● **Consignes**
1. Extrayez de l'article sur l'Ordre des agronomes et les pesticides le passage qui commence à « L’Ordre refuse toutefois » et se termine à « assemblée générale annuelle. ».
2. Rédigez la suite de l'article sur l'Ordre des agronomes et les pesticides en partant de sa dernière phrase.

● **Document source**
L’Ordre des agronomes s’engage à resserrer les règles de rémunération de ses membres

Au Québec, plus de la moitié du soya cultivé a ses semences enrobées de néonicotinoïdes, pourtant considérés comme les plus dangereux pesticides pour la santé humaine et pour l’environnement.
Photo: iStock Au Québec, plus de la moitié du soya cultivé a ses semences enrobées de néonicotinoïdes, pourtant considérés comme les plus dangereux pesticides pour la santé humaine et pour l’environnement.

L’Ordre des agronomes du Québec (OAQ) change de ton à propos de l’encadrement des pesticides. Une enquête sur la rémunération des agronomes permettra d’établir des directives plus strictes pour ceux qui recommandent l’utilisation de pesticides tout en retirant des bénéfices de leur vente.

L’Ordre refuse toutefois d’interdire à ses membres liés à l’industrie des pesticides de « prescrire » leur utilisation, malgré une proposition appuyée par plusieurs agronomes lors de la dernière assemblée générale annuelle.

Dans une lettre ouverte diffusée lundi, le président de l’OAQ, Michel Duval, se veut rassurant. Lors de l’annonce du nouvel encadrement, il avait affirmé ne pas voir « d’indices de problèmes majeurs » en matière de conflit d’intérêts. Il assure maintenant que « des corrections devront être faites » et qu’il prend « très au sérieux la problématique du conflit d’intérêts problématique ».

● **Matériel fourni**
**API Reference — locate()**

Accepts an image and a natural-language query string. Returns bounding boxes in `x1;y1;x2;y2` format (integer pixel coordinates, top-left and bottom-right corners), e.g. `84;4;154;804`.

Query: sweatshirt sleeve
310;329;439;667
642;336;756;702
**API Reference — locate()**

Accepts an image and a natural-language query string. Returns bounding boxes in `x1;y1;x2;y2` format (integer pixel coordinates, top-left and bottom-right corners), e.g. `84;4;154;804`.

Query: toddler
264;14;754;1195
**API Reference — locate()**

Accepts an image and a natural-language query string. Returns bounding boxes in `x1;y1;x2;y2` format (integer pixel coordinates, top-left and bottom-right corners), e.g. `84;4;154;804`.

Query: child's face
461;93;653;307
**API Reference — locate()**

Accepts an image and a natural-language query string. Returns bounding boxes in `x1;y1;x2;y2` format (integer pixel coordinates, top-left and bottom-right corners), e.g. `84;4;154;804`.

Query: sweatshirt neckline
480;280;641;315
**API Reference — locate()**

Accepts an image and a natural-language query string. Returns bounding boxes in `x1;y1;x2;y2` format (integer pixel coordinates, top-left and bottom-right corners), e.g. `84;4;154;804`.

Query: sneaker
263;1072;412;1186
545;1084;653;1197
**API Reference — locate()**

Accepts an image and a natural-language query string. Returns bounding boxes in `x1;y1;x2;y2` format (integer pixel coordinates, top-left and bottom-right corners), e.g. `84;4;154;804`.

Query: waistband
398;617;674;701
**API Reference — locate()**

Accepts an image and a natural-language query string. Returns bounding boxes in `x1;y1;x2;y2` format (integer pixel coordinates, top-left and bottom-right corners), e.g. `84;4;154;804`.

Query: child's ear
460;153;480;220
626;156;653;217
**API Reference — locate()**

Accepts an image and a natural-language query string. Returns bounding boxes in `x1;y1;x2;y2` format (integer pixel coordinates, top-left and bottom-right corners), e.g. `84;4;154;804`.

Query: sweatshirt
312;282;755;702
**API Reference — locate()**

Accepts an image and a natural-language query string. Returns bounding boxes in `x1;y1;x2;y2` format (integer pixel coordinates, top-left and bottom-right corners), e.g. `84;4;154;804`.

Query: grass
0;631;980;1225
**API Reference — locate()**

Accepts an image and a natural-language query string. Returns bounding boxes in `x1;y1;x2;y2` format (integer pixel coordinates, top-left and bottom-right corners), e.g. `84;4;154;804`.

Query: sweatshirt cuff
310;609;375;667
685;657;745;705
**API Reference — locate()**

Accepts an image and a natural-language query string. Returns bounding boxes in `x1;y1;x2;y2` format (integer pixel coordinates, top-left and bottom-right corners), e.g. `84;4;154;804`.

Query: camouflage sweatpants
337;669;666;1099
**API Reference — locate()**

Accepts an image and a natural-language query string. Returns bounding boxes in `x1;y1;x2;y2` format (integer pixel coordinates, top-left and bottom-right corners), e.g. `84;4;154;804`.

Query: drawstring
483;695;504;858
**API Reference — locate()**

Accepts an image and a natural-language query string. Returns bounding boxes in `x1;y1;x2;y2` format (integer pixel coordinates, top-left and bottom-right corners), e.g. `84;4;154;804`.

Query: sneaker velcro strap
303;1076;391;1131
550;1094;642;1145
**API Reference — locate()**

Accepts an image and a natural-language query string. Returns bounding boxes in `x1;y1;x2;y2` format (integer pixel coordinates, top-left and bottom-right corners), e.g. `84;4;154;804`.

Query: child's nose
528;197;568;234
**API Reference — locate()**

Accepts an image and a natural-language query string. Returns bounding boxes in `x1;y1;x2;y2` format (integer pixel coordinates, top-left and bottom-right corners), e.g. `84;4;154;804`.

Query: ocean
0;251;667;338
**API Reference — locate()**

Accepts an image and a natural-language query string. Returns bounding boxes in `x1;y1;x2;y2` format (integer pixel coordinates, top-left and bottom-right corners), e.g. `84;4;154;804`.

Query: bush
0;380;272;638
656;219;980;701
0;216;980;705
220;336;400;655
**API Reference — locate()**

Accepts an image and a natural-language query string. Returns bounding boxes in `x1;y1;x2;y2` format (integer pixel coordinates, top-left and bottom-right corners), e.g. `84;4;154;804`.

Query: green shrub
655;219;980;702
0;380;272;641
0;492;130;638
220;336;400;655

● **Réponses à l'exercice**
1.
L’Ordre refuse toutefois d’interdire à ses membres liés à l’industrie des pesticides de « prescrire » leur utilisation, malgré une proposition appuyée par plusieurs agronomes lors de la dernière assemblée générale annuelle.

2.
La majorité des agronomes travaillant dans le domaine de la protection des plantes sont en effet liés à l’industrie des pesticides, de l’aveu même de l’OAQ. Or, Québec vient de leur confier le rôle névralgique de « prescrire » ou non aux producteurs agricoles les cinq pesticides considérés comme les plus dangereux pour la santé humaine et pour l’environnement : trois types de néonicotinoïdes, ces insecticides « tueurs d’abeilles », l’atrazine et le chlorpyrifos.

Invité à tracer le contour des futures directives, M. Duval donne l’exemple d’une situation qui pourrait être jugée « inacceptable » : « Un concours de vente, par exemple. Si pour éliminer un inventaire de fin de saison, on donne un boni à un agronome qui fait de la vente pour écouler les stocks. »

Ce type de paiement à la performance est une pratique existante, en plus de bonis, de commissions ou d’incitatifs sous forme de voyages. « Pour l’instant, on a des informations contradictoires, des “j’ai entendu dire”», avance le président. Les résultats de cette enquête devraient être connus dans les prochaines semaines.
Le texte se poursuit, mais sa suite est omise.